## Given information:
* * *

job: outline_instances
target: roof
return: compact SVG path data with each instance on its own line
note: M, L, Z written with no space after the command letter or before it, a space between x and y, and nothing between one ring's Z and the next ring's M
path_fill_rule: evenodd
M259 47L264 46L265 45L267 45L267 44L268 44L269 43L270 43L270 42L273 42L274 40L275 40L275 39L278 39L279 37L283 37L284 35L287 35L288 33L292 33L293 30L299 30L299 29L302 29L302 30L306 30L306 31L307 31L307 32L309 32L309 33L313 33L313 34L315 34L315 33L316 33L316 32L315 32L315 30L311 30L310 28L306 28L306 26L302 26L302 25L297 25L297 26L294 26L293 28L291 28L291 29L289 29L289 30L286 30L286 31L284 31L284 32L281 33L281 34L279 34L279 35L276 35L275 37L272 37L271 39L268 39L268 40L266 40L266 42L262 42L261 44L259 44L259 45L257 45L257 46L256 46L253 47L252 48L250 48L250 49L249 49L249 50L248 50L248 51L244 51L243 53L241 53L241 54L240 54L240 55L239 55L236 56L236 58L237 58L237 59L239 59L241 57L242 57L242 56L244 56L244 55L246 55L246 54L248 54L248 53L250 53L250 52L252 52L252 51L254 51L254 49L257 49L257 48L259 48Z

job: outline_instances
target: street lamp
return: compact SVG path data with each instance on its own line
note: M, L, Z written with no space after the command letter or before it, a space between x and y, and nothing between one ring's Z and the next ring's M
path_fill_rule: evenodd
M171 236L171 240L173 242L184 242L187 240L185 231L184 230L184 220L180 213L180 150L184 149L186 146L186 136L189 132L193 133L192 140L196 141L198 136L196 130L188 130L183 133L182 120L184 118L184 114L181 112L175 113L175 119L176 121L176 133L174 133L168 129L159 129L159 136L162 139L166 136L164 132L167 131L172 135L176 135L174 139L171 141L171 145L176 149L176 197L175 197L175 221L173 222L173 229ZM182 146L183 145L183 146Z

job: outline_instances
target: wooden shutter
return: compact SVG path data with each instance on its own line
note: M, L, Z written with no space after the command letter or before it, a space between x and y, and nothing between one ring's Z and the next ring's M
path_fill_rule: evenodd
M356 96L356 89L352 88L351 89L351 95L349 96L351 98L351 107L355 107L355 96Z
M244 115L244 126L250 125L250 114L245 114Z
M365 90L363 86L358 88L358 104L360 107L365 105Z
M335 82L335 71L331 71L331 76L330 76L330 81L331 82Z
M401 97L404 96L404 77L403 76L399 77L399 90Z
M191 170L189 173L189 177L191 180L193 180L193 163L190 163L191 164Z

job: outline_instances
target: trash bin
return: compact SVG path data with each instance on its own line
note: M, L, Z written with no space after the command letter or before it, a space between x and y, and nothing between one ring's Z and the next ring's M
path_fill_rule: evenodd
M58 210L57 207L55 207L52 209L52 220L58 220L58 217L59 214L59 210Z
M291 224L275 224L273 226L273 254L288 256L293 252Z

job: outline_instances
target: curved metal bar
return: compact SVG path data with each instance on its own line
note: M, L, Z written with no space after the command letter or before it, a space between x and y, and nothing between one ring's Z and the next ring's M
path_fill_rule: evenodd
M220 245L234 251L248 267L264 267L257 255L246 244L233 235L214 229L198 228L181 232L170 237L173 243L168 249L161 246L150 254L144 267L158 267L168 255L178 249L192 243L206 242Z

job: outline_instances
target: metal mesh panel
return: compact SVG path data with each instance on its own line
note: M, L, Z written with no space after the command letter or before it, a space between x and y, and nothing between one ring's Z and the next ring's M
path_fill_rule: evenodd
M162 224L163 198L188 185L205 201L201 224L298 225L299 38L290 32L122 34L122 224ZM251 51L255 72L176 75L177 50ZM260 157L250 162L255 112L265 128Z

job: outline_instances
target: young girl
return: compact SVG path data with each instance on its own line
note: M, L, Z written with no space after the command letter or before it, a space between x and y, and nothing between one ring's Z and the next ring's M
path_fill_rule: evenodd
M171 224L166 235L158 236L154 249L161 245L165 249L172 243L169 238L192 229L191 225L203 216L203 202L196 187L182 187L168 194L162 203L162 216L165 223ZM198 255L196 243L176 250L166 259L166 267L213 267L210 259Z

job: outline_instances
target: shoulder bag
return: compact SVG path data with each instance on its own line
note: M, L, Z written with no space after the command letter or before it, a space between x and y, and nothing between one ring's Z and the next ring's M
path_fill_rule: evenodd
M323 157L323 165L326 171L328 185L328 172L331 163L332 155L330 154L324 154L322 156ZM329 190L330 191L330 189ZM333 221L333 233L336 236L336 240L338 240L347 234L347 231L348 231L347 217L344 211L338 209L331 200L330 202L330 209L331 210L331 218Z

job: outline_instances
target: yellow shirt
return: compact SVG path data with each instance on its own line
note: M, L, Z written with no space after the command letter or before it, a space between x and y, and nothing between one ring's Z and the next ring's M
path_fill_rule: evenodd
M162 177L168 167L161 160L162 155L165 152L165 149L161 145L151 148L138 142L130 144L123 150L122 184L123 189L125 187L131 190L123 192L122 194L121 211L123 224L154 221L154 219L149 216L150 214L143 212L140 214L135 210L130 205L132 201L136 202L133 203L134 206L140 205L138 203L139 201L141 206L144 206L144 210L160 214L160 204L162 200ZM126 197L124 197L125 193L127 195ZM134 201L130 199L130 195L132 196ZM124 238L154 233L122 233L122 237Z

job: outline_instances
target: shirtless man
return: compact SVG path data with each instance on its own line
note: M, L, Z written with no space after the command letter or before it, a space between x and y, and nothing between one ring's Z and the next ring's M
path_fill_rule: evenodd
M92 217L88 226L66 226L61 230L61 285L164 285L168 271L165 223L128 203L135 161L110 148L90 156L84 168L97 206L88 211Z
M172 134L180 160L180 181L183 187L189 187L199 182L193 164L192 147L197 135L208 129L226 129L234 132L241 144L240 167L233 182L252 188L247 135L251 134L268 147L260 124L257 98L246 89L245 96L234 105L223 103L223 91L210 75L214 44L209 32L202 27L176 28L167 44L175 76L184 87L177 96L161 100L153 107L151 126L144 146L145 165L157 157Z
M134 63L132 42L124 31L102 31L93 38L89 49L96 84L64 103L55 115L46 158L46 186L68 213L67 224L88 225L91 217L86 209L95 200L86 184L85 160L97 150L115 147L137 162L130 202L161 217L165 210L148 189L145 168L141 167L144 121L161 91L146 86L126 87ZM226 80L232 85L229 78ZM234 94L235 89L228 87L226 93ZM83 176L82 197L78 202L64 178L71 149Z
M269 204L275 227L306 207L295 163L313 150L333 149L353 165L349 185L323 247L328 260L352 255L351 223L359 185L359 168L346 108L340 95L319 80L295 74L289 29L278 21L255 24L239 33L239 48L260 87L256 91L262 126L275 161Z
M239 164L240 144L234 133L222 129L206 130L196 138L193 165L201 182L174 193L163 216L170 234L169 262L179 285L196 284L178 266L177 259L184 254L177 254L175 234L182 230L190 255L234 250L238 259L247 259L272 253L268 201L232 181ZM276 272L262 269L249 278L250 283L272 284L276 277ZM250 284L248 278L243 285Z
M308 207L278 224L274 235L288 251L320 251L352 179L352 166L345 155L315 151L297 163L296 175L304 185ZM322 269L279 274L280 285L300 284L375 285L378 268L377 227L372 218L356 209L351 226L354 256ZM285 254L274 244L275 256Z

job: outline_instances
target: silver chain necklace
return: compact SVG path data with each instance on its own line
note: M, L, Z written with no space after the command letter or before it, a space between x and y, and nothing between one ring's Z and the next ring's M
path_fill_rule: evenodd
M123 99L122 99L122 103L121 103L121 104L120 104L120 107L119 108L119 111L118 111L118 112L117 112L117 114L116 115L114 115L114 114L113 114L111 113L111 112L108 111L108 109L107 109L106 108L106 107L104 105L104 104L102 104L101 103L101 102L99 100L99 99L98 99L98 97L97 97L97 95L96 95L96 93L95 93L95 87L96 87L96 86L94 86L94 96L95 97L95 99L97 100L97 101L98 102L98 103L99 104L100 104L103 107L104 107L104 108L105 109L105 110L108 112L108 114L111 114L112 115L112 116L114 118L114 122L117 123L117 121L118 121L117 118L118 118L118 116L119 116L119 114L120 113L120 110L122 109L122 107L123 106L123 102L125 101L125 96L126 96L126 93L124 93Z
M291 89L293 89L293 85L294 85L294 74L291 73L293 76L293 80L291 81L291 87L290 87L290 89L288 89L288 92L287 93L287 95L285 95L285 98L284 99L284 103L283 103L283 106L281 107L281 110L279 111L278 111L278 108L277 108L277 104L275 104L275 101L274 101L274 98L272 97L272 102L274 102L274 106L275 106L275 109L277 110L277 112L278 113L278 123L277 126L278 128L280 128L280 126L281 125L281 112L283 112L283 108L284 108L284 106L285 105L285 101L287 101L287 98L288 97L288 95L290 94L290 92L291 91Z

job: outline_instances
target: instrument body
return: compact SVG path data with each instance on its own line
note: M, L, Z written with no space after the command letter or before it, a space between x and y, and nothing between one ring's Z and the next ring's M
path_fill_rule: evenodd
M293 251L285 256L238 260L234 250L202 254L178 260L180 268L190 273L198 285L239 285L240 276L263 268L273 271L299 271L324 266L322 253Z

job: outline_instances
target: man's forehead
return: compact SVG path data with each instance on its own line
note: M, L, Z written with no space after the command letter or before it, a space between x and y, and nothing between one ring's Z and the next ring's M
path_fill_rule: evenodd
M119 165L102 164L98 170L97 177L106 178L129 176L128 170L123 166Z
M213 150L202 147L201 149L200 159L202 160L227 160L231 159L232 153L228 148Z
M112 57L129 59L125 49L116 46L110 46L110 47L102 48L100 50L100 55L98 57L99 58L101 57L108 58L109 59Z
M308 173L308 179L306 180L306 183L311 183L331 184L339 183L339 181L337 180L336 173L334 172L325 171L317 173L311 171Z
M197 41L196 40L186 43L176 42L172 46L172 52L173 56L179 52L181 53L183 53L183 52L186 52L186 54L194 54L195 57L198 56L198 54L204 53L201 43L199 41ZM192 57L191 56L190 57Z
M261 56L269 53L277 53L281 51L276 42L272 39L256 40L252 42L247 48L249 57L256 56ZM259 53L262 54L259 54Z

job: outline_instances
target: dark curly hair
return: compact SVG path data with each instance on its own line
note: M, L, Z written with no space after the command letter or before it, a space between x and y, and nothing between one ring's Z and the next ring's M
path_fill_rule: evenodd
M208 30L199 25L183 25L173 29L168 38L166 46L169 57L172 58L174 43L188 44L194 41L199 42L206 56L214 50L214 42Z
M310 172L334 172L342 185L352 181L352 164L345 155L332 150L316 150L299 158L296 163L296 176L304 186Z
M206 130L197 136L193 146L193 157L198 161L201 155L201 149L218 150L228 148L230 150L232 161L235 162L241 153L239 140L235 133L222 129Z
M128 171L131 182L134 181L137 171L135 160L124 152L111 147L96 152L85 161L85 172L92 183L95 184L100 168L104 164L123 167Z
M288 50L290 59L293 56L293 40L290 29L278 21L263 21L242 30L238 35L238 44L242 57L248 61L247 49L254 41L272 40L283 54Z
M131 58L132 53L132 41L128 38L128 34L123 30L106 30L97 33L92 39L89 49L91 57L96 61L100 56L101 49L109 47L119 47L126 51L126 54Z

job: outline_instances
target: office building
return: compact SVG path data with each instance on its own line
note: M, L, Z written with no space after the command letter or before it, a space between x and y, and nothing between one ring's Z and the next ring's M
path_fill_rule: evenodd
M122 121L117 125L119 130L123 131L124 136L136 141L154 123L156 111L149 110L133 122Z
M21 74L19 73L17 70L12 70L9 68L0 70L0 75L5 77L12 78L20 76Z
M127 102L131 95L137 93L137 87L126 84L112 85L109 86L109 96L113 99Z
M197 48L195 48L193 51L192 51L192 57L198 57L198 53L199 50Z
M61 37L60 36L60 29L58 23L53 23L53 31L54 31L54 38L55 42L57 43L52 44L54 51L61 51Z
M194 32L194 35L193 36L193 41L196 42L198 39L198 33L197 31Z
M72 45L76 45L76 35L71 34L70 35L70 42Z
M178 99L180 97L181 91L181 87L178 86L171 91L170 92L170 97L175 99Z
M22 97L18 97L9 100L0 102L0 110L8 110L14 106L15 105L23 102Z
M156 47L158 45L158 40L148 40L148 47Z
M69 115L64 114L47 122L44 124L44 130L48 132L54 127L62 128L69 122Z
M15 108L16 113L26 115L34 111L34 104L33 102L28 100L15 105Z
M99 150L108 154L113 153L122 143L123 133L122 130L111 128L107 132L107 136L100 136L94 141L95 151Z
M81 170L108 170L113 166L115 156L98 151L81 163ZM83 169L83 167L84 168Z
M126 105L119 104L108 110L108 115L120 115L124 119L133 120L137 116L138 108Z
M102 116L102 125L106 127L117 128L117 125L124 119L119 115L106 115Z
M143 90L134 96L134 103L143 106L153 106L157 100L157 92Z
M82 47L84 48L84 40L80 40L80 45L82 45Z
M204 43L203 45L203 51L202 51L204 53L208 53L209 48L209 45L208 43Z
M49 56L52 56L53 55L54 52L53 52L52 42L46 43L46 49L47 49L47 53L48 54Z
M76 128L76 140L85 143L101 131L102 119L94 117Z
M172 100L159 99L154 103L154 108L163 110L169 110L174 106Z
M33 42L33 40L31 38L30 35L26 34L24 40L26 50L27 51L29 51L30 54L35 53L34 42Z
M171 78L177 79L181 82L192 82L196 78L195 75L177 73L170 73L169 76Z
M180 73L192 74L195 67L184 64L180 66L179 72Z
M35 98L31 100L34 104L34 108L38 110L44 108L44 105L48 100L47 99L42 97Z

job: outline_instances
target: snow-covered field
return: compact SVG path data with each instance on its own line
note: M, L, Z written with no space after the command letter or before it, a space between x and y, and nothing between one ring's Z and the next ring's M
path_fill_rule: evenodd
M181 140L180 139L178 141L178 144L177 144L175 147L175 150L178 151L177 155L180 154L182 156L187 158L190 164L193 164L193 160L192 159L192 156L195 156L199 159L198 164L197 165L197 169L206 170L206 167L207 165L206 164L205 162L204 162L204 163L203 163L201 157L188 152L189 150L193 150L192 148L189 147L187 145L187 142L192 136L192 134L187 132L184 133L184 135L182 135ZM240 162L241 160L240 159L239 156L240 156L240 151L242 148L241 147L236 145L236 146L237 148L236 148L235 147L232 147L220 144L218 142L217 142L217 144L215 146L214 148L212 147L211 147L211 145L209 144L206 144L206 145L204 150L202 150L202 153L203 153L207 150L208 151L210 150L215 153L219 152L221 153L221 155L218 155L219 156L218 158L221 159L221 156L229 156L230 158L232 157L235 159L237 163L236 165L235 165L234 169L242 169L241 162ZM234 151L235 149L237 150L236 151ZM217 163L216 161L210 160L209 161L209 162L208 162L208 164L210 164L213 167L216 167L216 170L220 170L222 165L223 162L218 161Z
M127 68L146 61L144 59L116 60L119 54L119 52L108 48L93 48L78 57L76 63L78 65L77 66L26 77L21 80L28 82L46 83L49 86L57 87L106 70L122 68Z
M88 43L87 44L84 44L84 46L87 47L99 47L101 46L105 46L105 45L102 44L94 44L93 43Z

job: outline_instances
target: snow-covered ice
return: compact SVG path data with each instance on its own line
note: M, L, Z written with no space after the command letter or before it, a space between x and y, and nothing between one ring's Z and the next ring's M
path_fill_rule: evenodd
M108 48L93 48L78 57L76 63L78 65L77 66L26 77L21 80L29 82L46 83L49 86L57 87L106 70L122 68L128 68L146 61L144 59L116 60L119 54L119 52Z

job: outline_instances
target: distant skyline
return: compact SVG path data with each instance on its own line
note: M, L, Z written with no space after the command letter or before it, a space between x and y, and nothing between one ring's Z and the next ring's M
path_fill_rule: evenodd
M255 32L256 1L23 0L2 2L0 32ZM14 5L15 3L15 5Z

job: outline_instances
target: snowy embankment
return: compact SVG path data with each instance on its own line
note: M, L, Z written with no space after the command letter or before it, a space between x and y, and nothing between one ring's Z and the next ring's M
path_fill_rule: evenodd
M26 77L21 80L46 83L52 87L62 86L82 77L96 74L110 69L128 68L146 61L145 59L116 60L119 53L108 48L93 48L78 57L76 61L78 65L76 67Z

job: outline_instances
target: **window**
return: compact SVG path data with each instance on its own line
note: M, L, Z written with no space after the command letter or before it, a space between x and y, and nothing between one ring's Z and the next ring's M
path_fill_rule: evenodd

* * *

## To do:
Return every line of the records above that contains the word "metal".

## Exercise solution:
target: curved metal bar
target: metal mesh panel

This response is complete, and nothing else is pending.